Your assignment | Give back each line of the listing below that contains the string "wooden".

Data listing |
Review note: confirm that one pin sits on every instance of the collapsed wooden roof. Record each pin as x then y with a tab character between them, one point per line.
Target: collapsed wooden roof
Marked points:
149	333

...

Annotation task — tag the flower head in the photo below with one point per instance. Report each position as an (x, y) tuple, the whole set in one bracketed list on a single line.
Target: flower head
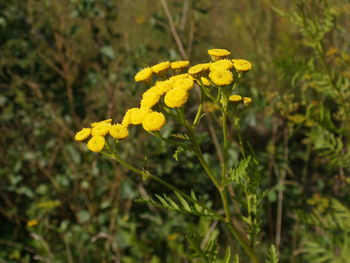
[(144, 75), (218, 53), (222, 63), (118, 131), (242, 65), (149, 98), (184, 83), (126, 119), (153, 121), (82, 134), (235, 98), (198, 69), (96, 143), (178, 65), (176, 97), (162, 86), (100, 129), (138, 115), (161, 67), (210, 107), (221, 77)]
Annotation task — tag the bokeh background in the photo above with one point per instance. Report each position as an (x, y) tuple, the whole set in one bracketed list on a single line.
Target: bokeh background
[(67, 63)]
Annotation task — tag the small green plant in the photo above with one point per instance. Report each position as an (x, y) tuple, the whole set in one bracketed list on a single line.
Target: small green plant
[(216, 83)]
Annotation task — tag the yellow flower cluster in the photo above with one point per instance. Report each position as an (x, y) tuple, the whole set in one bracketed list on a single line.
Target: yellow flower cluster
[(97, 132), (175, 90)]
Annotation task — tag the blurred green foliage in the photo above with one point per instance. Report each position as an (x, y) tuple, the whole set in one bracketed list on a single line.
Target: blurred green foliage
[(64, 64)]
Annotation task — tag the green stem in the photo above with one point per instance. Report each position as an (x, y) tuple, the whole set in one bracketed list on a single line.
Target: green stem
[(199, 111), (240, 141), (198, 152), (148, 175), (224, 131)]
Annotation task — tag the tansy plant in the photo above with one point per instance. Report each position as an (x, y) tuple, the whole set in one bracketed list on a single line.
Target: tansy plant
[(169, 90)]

Task response |
Review note: confirm that one pin sits on every instance of the collapsed wooden roof. Record each pin as x then y with a tab character between them, one point per line.
Target: collapsed wooden roof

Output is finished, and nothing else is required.